> **EXERCISE MATERIALS**
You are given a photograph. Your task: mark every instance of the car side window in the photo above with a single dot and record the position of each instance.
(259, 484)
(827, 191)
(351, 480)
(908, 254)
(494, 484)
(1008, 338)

> **EXERCISE**
Each line shown above must be repeated exactly.

> **REPLY TO THE TASK**
You are given a photograph. Your task: mark every instance of the car side window in the photo above with a single dot and record the position of each instance.
(259, 484)
(827, 191)
(351, 480)
(908, 254)
(494, 484)
(1008, 338)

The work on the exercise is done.